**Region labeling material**

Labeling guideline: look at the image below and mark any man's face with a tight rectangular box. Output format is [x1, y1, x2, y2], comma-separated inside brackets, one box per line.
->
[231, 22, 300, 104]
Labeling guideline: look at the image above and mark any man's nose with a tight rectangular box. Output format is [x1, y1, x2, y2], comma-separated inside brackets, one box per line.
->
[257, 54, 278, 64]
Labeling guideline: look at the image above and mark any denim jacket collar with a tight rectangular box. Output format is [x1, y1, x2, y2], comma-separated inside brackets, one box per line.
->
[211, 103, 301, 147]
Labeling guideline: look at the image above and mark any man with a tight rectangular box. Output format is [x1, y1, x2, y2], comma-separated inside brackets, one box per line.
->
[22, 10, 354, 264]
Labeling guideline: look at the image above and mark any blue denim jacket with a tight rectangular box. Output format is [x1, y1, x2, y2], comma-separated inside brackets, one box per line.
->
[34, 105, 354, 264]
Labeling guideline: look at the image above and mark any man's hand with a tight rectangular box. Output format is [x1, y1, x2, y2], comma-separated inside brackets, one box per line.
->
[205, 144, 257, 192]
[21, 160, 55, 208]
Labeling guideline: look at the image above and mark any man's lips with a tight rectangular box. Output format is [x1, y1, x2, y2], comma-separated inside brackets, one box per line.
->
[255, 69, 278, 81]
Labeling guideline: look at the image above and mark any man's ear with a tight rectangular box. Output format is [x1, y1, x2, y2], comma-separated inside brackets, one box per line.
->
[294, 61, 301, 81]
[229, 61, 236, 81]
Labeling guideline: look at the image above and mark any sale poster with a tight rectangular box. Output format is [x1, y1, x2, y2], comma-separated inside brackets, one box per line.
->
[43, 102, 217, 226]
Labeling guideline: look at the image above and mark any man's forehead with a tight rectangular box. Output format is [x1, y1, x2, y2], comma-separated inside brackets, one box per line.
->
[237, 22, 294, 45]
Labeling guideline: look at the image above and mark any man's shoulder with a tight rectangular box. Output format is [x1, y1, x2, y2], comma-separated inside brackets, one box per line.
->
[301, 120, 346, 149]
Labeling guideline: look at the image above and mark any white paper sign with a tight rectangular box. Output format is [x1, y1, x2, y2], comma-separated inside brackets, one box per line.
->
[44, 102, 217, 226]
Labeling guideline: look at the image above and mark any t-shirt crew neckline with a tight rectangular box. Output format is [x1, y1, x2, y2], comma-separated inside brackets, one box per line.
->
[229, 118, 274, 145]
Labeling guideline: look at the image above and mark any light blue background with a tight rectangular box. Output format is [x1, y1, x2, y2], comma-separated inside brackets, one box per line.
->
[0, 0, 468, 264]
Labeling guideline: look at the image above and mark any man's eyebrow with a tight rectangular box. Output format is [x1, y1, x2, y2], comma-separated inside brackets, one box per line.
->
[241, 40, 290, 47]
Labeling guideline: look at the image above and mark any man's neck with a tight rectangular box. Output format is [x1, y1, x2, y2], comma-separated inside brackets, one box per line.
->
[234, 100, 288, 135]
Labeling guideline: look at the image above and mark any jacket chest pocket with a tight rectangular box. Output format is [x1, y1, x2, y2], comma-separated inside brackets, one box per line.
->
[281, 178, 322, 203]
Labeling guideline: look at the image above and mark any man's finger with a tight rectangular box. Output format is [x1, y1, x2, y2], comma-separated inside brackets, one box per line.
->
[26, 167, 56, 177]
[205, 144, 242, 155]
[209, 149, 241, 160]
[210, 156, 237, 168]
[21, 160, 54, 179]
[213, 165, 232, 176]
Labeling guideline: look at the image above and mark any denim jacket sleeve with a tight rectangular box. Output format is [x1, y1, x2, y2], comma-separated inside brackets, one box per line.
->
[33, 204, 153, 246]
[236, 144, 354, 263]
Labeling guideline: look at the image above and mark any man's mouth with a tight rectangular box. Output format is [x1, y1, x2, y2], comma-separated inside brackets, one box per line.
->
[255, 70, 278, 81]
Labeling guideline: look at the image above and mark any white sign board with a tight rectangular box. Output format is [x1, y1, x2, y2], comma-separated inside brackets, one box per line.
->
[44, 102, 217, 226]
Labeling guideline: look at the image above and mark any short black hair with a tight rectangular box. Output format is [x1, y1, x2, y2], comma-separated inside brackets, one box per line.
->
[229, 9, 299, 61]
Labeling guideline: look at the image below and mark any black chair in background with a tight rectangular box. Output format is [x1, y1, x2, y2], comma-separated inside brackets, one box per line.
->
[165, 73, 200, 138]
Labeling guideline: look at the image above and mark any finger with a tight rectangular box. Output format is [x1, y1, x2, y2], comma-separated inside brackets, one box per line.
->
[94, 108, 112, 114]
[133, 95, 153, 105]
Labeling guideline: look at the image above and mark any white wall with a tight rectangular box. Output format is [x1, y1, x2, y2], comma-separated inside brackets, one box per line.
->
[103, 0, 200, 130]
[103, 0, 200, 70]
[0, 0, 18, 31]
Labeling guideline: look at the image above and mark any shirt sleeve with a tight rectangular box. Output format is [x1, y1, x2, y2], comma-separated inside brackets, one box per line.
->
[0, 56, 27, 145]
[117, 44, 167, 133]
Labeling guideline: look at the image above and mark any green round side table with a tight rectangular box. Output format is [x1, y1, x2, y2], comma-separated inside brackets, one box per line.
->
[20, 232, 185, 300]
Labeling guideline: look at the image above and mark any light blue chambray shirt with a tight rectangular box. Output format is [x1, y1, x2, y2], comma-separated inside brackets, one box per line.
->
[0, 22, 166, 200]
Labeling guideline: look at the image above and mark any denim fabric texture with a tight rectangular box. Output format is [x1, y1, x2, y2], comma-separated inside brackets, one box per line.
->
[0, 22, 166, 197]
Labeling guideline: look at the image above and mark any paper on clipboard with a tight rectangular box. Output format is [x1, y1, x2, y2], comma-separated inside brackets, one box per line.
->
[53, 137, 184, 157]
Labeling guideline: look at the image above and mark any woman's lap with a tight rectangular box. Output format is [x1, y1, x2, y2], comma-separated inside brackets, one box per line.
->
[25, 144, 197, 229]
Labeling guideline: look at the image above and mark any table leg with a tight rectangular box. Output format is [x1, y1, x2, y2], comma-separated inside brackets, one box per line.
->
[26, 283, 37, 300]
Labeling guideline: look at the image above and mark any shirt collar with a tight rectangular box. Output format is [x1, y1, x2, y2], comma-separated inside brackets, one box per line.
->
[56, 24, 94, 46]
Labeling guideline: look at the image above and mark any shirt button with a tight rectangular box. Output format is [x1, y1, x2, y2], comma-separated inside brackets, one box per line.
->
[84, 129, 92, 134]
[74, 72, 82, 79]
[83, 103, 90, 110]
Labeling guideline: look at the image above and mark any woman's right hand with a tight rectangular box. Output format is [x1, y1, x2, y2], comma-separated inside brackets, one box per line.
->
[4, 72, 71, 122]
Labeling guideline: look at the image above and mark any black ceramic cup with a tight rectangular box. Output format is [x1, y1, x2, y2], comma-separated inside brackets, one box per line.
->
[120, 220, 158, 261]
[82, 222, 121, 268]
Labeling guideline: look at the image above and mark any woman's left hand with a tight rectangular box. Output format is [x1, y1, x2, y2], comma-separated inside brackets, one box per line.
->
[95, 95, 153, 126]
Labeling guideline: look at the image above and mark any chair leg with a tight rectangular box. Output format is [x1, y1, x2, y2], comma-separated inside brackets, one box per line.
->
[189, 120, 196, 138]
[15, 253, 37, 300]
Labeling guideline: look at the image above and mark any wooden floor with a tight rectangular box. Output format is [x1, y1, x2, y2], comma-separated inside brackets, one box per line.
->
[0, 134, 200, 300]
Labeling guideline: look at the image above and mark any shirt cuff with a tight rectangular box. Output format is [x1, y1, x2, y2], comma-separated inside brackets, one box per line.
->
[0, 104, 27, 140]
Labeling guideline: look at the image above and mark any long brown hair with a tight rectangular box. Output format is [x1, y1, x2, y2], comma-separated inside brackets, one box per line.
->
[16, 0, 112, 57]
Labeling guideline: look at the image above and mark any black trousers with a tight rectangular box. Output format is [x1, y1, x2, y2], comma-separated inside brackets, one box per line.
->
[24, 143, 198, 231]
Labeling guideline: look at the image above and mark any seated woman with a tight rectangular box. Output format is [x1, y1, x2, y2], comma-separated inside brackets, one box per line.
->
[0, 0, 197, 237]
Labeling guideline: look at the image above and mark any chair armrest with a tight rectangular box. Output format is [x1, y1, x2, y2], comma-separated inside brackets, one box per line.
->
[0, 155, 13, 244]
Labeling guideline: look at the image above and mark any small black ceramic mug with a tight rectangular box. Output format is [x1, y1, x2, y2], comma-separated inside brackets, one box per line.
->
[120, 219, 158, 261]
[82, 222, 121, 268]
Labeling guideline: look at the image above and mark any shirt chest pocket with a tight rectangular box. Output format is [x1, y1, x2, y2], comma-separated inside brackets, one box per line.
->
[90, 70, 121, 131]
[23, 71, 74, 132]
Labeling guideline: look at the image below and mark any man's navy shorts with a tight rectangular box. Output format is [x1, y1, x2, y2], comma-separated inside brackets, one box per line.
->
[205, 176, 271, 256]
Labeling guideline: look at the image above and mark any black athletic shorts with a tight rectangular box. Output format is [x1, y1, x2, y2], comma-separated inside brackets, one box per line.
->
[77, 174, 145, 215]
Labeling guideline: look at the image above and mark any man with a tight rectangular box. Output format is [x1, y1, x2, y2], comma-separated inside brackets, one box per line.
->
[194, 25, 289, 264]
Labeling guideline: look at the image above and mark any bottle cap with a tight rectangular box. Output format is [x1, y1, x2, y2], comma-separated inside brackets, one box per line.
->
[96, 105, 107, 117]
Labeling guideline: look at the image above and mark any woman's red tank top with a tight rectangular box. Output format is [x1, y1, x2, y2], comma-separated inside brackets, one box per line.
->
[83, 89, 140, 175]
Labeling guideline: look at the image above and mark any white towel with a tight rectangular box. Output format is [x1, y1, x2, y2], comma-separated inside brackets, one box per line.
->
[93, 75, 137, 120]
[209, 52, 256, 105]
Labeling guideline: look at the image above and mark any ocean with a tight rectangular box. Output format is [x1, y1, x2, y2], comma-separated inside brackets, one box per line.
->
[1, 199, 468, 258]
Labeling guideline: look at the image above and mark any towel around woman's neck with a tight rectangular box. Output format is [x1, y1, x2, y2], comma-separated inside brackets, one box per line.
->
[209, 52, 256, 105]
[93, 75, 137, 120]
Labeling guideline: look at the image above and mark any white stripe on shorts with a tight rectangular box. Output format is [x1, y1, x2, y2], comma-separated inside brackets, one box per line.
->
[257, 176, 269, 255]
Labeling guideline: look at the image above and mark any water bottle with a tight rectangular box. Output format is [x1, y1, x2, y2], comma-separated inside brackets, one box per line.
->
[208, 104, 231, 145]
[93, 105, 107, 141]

**EXERCISE INSTRUCTIONS**
Copy the material starting at the line containing "light blue background" and ending at the line containing "[241, 40, 290, 47]", substituting "snug bounding box" for each "tight rectangular box" and keeping everything else the same.

**WRITTEN SOLUTION**
Labeling guideline: look at the image above and mark any light blue background with a snug bounding box. Output format is [x1, y1, x2, y2], comma-separated inside brackets, one box per line.
->
[0, 0, 468, 264]
Labeling guideline: look at the image above and mark any man's eyebrow with a snug bounding box. Output format is [x1, y1, x2, y2], comma-separated inside brackets, one box per line.
->
[241, 40, 290, 47]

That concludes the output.